Aim: Which lines in the listing below contain the string "rise"? Copy each of those lines, treating uppercase and lowercase as different.

Input material:
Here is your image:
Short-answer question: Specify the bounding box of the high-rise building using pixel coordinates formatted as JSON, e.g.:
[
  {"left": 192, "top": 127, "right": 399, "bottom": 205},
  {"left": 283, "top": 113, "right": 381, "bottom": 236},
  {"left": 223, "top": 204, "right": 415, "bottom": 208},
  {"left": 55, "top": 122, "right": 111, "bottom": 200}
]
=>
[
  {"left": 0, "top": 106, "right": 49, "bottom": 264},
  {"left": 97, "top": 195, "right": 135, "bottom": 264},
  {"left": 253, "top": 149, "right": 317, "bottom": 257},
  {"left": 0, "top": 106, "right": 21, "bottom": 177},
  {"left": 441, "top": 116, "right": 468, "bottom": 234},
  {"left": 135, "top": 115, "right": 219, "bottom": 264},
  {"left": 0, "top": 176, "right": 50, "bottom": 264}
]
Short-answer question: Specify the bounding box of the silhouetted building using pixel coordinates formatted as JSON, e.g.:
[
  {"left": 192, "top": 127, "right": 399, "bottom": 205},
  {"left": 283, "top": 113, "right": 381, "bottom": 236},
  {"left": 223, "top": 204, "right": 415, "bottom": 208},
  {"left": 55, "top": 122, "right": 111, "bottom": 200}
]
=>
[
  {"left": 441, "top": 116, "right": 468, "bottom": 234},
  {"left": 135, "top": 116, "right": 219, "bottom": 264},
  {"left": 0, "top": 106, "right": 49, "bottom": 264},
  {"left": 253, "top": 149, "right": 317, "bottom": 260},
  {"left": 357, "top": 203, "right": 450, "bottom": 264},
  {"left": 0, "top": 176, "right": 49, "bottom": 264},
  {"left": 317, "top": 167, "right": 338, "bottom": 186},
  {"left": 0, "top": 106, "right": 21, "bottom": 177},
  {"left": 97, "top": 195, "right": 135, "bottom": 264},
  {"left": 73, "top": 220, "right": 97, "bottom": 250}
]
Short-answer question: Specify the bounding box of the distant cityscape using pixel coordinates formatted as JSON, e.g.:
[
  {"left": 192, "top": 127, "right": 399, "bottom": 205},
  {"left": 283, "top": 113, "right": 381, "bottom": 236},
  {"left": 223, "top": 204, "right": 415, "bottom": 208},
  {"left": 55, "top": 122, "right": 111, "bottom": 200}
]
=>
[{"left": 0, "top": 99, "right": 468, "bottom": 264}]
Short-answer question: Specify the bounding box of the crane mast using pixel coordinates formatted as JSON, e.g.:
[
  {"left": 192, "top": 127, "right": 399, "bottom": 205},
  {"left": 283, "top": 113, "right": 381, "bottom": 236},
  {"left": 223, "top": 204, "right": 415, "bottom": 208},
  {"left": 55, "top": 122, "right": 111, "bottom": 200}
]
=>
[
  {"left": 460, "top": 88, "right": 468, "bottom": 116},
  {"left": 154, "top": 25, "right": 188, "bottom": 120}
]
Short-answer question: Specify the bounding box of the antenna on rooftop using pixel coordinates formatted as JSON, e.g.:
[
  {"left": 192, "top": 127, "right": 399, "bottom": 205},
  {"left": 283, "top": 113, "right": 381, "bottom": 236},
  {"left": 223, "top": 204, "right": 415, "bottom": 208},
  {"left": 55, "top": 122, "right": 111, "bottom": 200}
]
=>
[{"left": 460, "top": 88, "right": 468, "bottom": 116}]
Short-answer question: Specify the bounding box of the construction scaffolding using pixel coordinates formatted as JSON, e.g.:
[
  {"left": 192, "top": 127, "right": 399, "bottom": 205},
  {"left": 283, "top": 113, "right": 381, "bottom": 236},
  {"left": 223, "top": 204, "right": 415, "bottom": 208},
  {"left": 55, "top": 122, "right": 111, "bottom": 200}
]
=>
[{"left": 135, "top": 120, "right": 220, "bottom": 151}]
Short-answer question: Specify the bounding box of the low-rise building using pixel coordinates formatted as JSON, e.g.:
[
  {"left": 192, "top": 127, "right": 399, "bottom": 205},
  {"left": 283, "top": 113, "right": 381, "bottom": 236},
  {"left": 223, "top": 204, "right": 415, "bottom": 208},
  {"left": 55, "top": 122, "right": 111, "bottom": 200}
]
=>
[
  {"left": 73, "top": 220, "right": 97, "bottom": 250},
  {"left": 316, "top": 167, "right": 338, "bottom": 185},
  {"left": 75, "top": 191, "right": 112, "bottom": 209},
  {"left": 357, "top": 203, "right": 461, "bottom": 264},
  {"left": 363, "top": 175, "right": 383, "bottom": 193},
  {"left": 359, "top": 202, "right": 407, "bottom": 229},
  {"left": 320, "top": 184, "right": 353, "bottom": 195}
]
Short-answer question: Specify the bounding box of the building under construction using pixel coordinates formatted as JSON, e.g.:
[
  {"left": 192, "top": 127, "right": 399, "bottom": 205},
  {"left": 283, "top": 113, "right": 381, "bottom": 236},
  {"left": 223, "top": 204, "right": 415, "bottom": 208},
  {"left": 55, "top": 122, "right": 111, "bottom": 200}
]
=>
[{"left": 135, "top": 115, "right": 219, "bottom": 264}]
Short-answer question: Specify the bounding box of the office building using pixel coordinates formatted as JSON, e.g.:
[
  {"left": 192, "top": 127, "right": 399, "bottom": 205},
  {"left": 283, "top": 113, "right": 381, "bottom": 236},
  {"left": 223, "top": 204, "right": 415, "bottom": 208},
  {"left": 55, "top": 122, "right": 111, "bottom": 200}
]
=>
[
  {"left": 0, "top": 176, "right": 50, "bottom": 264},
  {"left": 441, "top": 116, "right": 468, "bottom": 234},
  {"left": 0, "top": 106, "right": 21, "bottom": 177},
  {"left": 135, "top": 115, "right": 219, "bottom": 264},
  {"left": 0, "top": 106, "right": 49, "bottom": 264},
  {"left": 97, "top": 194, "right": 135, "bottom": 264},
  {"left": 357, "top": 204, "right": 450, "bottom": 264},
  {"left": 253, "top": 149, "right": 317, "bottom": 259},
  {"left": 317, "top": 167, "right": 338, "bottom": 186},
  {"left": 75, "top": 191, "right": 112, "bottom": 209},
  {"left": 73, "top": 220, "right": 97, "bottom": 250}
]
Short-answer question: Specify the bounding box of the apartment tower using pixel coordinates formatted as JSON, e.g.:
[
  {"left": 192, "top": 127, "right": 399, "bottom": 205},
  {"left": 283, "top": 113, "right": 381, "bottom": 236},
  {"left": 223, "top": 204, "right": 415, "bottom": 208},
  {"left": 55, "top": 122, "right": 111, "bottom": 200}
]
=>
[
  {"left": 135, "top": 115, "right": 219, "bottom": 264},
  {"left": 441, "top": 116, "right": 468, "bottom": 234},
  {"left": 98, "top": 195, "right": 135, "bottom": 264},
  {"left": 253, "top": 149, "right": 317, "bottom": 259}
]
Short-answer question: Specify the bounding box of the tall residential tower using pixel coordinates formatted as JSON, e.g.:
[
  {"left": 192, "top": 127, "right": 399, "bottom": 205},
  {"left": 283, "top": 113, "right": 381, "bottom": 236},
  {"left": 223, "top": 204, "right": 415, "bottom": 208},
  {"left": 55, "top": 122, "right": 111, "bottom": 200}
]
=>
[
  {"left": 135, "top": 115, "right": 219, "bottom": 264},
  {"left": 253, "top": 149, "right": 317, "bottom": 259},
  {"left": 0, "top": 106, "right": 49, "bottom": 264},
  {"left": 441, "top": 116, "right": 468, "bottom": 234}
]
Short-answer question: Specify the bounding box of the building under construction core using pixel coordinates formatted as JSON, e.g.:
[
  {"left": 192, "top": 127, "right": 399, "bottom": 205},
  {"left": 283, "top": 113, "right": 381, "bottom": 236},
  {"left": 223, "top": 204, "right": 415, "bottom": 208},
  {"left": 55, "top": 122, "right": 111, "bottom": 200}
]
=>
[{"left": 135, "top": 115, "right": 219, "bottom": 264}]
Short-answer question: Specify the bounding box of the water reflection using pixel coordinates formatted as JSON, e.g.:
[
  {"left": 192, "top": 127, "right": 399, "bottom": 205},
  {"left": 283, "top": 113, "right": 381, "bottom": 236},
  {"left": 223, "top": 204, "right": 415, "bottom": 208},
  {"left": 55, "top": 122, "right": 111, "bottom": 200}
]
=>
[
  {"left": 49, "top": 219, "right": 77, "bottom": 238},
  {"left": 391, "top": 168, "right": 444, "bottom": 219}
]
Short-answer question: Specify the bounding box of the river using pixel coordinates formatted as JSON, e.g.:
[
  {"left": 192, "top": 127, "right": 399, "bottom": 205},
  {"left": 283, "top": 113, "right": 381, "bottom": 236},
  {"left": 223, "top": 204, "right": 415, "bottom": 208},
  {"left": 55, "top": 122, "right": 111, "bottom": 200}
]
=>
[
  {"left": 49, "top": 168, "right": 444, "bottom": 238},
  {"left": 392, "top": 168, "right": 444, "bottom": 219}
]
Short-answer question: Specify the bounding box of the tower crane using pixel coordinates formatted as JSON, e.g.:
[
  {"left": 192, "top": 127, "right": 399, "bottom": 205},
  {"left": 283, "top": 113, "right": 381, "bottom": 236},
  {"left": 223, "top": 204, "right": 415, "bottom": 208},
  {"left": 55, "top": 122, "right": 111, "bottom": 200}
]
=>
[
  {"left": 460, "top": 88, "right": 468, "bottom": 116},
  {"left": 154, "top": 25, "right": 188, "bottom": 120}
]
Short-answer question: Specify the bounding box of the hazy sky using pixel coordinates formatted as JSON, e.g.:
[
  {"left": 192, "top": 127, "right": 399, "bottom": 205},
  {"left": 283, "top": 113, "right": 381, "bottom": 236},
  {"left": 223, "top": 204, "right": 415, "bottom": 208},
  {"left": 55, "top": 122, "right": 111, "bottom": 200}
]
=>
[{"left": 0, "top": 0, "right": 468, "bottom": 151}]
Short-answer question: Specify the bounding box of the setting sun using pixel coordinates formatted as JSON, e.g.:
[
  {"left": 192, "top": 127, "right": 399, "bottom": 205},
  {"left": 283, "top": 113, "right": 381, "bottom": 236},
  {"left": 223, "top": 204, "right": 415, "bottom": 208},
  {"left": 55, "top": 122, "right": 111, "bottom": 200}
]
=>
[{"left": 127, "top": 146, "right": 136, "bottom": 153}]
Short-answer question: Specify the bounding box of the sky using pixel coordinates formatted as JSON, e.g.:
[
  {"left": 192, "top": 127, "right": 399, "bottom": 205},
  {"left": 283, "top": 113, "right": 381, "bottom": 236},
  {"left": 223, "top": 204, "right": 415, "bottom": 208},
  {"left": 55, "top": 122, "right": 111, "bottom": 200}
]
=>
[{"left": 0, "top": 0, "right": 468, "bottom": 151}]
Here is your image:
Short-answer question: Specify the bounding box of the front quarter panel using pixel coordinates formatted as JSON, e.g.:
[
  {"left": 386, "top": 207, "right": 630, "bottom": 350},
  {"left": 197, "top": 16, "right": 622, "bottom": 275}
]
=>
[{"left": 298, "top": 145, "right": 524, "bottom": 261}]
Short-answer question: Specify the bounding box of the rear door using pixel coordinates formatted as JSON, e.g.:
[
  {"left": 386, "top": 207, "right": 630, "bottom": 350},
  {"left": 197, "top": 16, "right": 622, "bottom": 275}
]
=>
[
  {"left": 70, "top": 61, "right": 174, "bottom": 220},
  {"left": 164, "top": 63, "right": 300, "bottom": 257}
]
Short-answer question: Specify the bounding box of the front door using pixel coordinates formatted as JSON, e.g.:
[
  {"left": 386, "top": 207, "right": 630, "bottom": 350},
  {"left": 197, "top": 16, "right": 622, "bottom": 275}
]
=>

Response for this exercise:
Short-answer question: Specify the bounding box of the high-rise building using pixel coordinates formatted as JSON, e.g.:
Short-answer question: Specify the bounding box of the low-rise building using pixel coordinates formatted as JSON, e.g.:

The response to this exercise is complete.